→ **COSA FARAI**
• a. Traduci in inglese questa frase del testo su Bartleby: "Così Bartleby si insinua e incrina la vita del narratore di una storia di Wall Street."
• b. Riproduci fedelmente il passo del testo su Bartleby che comincia dalle parole "Come una piccola" e si ferma dopo le parole "di Wall Street.".

→ **TESTO DEL DOCUMENTO**
○ ○ ○ ○ ○ ○ ○

Come una piccola nube che innocua compare all'orizzonte in un sereno pomeriggio estivo e col passare dei minuti si avvicina mentre di pioggia si riempie. Si abbatte per mezz’ora su case e palazzi, alberi e viali, per poi lasciare nuovamente spazio al sereno.

Come un sintomo impercettibile che, accrescendosi, sconvolge una tranquilla esistenza borghese.

Così la grande depressione portò delle ombre nella via verso il migliore dei mondi possibili dell’uomo liberale ottocentesco.

Così Bartleby si insinua e incrina la vita del narratore di una storia di Wall Street.

Era costui (intendo dire il narratore, non Bartleby) un avvocato piuttosto avanti negli anni, che, nel tempo, aveva maturato profondamente questa convinzione: “nella vita la via più facile è la migliore”. Non interessato alla fama della platea, desideroso di una vita tranquilla, si era specializzato in diritto civile, tra titoli, obbligazioni e ipoteche. Un uomo cauto e fidato, le cui virtù erano la prudenza e il metodo, egli manteneva sempre la calma e non si lasciava prendere dall’indignazione di fronte a torti e oltraggi.

Come narratore mostra di conoscere molteplici artifici retorici. Discute le fonti, distinguendo tra quelle affidabili (“Quello che videro i miei occhi”) e quelle incerte (“una vaga notizia che apparirà in seguito”). Su di esse riflette per poi commentare con distaccata e misurata ironia borghese. Affronta l’argomento con tono pacato perché con modestia ritiene che sia la materia, in quanto mai trattata, ad essere utile e interessante per la comunità umana. Le sue parole hanno l’incedere tranquillo di colui che conosce il proprio posto nel mondo e, imperturbabile, non ha alcuna intenzione di metterlo in discussione neanche davanti ai casi più strani e singolari.

Tra questi c'erano quelli rappresentati dai suoi tre dipendenti che occupavano con lui l’ufficio, sito al primo piano di Wall Street, n. - ..

○ ○ ○ ○ ○ ○ ○

→ **RIGHE DI DATI**
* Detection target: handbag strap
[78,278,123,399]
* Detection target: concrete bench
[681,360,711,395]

○ ○ ○ ○ ○ ○ ○

→ **RISPOSTE PER COMPITO**
• a. Thus Bartleby slips in and cracks the life of the narrator of a story of Wall Street.

• b.
Come una piccola nube che innocua compare all'orizzonte in un sereno pomeriggio estivo e col passare dei minuti si avvicina mentre di pioggia si riempie. Si abbatte per mezz’ora su case e palazzi, alberi e viali, per poi lasciare nuovamente spazio al sereno.

Come un sintomo impercettibile che, accrescendosi, sconvolge una tranquilla esistenza borghese.

Così la grande depressione portò delle ombre nella via verso il migliore dei mondi possibili dell’uomo liberale ottocentesco.

Così Bartleby si insinua e incrina la vita del narratore di una storia di Wall Street.